• ЗАДАНИЕ И ТРЕБОВАНИЯ:
Переведите на английский язык следующее предложение из текста для чтения: «Подобными документами, как и текстами, составляющими их основу, пренебрегали, потому что они казались слишком детскими и незначительными (за исключением, возможно, мастерства, с которым они были выполнены)».

Но если бы доказательства для описания и восприятия образов ограничивались этими конкретными словами или конкретной формой дискурса, на которые я ссылался, то, надо признать, их было бы не так уж много. На самом деле существует гораздо больше материала, который не является ни критическим, ни теоретическим, но непосредственно касается видов взаимосвязи между устойчивой метафорой и когнитивными процессами, которые мы начали обрисовывать в общих чертах. Часто он почти так же условен, как и художественные критические выступления, но в основном состоит из – как предполагается – отчетов и описаний реального опыта. Он отличается от критических, «эстетических» и экфрастических рассуждений тем, что часто кажется укорененным в опыте и наблюдаемом поведении в присутствии изображений. Давайте обратим наше внимание на сообщения об оживших изображениях и сосредоточимся на том, как выглядит само изображение.

III

Однако сначала рассмотрим иллюстрации на рис. 144–47. В ряде византийских книг IX–XIV веков, известных как «псалтири с маргиналиями», изображение Христа протягивает руку за рамку к верующим или, чаще всего, к Давиду; или как будто беседует с ними; или активно благословляет их. В так называемой «Псалтири Феодора», хранящейся в Британском музее, Христос часто протягивает руку с изображающей его иконы, чтобы благословить или обратиться к фигуре, стоящей перед ним, или указать на событие, такое как уничтожение злодея ангелом (рис. 144).25 Во французской рукописи XV века, описывающей чудеса Пресвятой Девы, сказано, что Богородица выходит из-за алтаря, чтобы обратиться к христианам Толедо (рис. 145); это единственный способ, которым художник может передать красноречивую силу образа. На другой странице обаятельный мальчик протягивает яблоко изображенному на картине младенцу Христу, который тянется вперед с колен своей матери, чтобы взять его (рис. 146); на третьей странице художник наносит последние штрихи на изображение черта, который впоследствии сталкивает его с лесов.26 Подобными документами, как и текстами, составляющими их основу, пренебрегали, потому что они казались слишком детскими и незначительными (за исключением, возможно, мастерства, с которым они были выполнены). Одним из наиболее распространенных изображений в западной религиозной живописи XIV–XVI веков является мистическая месса cвятого Григория, где сам Христос, как Муж скорбей, предстает во всех своих страданиях над алтарем, перед которым Григорий преклоняет колени в молитве (рис. 147). Из XVII века до нас дошли такие замечательные изображения, как изображение Христа, который тянется вперед с распятия, чтобы покровительственно обнять за плечи поклоняющуюся ему святую Лютгарду (рис. 148), а также множество картин, на которых Христос наклоняется с креста, чтобы обнять святого Франциска. И это без учета тех многочисленных картин, скульптур и гравюр, которые демонстрируют визионерское явление явно живого Христа, Пресвятой Девы или одного или нескольких святых.

Данные для обнаружения объектов

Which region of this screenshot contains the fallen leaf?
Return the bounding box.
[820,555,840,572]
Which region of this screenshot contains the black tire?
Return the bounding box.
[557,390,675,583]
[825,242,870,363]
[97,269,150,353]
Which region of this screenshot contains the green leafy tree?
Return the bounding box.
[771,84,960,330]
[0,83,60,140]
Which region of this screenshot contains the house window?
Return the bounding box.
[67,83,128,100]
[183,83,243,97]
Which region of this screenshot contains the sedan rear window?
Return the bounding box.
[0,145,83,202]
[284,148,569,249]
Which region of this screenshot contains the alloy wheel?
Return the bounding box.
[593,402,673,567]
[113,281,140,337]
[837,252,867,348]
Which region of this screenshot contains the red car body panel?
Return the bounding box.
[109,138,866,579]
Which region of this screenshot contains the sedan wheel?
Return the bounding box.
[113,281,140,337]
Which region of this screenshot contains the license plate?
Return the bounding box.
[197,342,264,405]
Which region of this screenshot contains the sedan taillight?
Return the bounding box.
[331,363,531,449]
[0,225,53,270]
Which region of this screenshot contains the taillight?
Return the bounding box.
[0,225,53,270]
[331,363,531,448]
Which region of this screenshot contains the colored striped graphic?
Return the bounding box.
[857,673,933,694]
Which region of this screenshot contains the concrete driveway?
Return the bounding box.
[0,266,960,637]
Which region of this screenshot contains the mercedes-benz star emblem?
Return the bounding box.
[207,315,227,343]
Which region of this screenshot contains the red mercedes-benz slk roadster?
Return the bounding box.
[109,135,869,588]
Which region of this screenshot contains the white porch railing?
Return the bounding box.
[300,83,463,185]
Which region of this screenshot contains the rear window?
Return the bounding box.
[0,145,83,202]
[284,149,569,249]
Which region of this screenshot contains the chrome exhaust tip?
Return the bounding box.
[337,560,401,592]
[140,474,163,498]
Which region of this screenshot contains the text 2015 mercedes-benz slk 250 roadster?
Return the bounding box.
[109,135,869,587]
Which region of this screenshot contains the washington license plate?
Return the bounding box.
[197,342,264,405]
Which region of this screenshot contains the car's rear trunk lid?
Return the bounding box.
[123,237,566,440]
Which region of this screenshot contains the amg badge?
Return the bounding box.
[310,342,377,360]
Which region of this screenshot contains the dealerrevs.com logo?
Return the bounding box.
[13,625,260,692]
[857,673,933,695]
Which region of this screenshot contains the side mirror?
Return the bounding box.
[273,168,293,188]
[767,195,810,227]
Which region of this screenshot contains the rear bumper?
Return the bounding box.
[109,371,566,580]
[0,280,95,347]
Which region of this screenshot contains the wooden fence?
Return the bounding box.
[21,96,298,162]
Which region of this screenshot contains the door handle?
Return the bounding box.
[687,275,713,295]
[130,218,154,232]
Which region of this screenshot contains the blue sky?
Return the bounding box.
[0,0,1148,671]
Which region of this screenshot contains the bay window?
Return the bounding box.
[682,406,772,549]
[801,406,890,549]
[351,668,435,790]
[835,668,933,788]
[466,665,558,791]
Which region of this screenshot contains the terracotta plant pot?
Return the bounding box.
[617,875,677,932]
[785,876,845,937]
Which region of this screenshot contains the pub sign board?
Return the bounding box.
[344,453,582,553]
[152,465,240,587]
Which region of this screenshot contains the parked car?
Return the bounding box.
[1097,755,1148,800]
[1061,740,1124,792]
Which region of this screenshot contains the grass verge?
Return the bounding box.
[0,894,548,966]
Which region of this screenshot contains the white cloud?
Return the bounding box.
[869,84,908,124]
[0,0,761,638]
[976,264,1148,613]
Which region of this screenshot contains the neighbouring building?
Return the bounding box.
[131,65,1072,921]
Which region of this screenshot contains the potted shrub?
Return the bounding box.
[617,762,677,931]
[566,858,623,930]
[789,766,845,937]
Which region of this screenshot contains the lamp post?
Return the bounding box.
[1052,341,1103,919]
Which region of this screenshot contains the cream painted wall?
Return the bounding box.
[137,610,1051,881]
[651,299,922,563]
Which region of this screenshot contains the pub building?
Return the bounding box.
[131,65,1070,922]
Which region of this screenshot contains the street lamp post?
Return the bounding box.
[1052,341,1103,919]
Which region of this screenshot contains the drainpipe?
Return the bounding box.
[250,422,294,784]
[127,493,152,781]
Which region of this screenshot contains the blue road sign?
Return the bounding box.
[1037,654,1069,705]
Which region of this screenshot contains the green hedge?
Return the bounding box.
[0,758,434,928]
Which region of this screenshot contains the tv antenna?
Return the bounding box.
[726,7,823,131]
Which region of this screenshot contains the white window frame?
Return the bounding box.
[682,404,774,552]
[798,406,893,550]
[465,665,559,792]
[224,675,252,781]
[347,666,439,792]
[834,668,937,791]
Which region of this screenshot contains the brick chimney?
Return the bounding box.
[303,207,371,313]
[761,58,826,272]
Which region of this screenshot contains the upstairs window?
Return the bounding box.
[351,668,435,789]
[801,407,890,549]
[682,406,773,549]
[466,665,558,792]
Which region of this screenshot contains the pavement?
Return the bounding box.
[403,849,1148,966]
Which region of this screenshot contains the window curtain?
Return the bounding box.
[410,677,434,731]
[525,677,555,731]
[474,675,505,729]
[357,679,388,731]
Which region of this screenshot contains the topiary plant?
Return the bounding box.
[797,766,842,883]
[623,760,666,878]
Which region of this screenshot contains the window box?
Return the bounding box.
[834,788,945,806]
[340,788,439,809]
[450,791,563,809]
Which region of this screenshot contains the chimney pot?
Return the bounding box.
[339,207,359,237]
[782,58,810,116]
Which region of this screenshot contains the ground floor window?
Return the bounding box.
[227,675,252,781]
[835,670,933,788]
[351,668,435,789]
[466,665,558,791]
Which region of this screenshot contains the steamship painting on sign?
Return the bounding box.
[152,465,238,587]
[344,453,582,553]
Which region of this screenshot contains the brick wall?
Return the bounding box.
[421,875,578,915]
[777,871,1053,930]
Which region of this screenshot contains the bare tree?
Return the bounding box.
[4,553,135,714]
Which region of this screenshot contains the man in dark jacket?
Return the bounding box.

• ОТВЕТ НИЖЕ:
Such documents, like the texts that underlie them, have been neglected because they seemed too childish and insignificant (except, perhaps, for the skill with which they were executed).